Write each line exactly, from the line that holds "Query: stacked crate" through the final line of the material, and no other line.

__SUPPLIED RECORDS__.

start

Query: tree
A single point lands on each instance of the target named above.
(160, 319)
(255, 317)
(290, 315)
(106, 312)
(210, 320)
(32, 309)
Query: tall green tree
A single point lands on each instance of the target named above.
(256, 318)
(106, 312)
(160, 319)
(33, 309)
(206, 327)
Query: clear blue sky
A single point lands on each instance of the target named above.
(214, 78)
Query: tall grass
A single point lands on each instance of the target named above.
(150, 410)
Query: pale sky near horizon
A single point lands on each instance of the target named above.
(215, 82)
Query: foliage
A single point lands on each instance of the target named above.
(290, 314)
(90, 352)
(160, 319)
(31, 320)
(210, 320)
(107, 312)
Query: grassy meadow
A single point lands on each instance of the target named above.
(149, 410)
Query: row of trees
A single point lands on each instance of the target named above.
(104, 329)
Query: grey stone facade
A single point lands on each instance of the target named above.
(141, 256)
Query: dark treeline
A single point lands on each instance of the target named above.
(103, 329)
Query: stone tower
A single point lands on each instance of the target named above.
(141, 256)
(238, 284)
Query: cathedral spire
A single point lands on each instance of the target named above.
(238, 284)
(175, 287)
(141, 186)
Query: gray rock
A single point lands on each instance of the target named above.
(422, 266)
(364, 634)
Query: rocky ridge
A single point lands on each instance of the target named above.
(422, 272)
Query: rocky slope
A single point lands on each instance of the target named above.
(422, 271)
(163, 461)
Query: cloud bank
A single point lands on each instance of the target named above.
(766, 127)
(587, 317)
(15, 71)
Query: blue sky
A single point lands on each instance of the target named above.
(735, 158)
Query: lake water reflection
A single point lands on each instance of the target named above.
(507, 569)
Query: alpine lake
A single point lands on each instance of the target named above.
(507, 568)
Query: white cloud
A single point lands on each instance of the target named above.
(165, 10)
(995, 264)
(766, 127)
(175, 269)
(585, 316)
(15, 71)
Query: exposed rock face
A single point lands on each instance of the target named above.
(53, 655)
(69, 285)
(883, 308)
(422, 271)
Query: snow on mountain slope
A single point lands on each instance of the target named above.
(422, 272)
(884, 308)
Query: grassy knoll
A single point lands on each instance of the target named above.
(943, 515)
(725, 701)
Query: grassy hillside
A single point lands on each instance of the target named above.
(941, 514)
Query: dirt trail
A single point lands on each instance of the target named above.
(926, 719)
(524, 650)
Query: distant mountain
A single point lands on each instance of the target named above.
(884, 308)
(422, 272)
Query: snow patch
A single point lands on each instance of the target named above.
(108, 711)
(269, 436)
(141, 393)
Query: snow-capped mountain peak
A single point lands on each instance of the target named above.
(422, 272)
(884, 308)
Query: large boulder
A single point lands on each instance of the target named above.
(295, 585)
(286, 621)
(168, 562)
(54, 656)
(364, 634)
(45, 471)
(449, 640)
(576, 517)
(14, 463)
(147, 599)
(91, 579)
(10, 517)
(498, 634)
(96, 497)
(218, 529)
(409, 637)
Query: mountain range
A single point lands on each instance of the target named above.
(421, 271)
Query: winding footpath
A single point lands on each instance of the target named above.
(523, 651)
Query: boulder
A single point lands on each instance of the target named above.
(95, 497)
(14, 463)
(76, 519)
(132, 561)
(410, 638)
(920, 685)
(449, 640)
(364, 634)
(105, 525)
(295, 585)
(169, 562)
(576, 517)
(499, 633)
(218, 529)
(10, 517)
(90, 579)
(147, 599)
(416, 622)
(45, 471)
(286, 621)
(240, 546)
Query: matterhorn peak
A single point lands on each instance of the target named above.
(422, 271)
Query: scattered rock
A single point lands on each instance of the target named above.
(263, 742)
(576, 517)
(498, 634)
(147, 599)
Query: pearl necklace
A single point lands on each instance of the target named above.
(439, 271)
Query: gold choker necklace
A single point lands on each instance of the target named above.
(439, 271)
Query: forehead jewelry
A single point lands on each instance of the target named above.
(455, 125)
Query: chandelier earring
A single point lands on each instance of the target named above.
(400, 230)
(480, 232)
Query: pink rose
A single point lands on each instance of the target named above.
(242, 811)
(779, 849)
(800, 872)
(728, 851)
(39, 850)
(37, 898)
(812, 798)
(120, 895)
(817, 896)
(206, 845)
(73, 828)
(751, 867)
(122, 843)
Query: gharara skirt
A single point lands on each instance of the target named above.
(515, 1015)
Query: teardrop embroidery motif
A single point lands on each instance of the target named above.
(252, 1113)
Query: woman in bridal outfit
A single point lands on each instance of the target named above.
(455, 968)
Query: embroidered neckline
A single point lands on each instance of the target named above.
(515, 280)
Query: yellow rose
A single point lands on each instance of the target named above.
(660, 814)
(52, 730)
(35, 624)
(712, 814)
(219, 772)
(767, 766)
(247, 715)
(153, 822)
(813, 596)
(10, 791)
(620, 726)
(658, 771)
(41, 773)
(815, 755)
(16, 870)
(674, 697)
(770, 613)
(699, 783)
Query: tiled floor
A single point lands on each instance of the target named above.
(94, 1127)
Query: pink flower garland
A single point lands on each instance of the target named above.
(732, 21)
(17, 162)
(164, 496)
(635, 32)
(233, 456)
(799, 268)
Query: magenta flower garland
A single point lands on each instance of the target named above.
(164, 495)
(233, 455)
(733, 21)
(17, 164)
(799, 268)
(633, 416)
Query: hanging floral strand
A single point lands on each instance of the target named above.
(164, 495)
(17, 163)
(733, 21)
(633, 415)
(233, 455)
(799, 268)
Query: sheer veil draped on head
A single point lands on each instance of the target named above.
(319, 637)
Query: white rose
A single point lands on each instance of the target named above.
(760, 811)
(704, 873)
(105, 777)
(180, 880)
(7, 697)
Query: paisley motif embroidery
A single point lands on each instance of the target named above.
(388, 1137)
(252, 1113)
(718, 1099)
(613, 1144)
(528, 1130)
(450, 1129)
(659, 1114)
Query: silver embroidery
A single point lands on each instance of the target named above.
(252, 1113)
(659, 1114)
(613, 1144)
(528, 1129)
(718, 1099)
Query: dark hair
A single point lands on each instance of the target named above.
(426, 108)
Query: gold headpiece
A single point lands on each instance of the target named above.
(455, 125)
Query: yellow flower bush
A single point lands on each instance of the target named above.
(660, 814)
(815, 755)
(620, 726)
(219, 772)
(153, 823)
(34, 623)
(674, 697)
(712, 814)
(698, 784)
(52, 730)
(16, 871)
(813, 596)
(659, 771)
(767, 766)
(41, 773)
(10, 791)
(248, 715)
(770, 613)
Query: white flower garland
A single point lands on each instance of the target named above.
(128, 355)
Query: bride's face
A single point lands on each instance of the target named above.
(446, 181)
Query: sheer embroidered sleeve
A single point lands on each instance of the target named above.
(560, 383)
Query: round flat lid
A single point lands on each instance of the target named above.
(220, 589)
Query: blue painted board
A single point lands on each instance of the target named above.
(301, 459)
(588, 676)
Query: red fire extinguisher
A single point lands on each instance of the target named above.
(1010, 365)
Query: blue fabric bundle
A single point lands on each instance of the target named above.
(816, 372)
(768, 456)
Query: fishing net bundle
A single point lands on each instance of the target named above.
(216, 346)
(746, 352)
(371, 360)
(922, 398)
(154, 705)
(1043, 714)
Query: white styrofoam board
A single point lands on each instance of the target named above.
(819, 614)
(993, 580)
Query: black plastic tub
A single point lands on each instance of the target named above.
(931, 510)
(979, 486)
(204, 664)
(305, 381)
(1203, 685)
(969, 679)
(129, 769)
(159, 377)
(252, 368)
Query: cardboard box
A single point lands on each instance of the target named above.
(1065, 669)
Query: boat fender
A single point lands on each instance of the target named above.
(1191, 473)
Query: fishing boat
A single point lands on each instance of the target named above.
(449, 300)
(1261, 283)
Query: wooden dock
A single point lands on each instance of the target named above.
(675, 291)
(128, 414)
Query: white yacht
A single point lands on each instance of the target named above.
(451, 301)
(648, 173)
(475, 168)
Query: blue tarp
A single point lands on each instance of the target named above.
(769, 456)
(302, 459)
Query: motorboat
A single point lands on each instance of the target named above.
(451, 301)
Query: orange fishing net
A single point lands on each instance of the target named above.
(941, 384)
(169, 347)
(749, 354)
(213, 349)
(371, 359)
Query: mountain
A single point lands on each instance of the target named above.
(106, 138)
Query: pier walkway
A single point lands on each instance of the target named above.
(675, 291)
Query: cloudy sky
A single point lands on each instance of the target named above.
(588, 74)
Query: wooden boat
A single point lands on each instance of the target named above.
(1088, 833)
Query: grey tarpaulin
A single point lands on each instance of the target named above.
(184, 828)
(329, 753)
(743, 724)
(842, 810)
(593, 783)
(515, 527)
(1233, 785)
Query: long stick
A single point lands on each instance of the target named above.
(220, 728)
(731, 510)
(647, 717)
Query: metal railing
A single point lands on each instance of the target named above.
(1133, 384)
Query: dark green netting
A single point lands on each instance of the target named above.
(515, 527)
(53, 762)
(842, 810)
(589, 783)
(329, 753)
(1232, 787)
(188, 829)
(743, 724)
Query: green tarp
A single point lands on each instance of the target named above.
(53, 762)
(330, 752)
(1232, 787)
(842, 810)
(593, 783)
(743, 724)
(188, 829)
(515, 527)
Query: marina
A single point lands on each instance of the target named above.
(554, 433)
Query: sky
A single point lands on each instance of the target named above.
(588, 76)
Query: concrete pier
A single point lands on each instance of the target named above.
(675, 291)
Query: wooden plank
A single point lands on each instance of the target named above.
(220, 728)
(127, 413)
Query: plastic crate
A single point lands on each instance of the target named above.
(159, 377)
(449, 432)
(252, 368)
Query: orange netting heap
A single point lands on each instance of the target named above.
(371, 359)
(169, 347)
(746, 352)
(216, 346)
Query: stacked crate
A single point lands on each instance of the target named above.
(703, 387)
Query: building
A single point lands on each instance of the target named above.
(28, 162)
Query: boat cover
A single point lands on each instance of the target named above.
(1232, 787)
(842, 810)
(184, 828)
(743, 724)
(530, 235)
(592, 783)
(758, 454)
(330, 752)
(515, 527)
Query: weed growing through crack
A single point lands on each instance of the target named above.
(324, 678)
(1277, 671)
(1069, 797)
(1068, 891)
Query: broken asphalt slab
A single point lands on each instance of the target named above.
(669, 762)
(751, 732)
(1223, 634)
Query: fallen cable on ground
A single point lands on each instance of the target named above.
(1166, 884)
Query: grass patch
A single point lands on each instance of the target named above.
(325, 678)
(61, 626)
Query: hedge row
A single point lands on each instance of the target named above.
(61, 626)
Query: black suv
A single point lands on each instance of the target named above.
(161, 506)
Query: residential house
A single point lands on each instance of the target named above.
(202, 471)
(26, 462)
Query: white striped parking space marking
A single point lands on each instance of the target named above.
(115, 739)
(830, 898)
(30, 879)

end

__ANSWER__.
Query: stacked crate
A single point lands on each instance of the target named above.
(703, 387)
Query: building
A single point lands on each instance of the target named above.
(28, 162)
Query: boat cover
A single point lands on each instance of the target named above.
(1232, 787)
(842, 810)
(184, 828)
(743, 724)
(530, 235)
(592, 783)
(758, 454)
(330, 752)
(515, 527)
Query: weed growing through crack
A single point lands on each instance of the target named above.
(324, 678)
(1277, 671)
(1069, 797)
(1068, 891)
Query: broken asphalt slab
A single point lands on each instance of the target named above.
(669, 762)
(751, 732)
(1223, 634)
Query: fallen cable on ground
A single point lands on each instance of the target named above.
(1166, 884)
Query: grass patch
A single point lands on each instance of the target named above.
(325, 678)
(61, 626)
Query: hedge row
A single point lands on each instance of the target named above.
(61, 626)
Query: black suv
A single point lands on each instance of the target named above.
(161, 506)
Query: residential house
A single point lands on each instance of the target named above.
(202, 471)
(26, 462)
Query: white striped parking space marking
A single point lands on each instance of the target named above.
(115, 739)
(830, 898)
(30, 879)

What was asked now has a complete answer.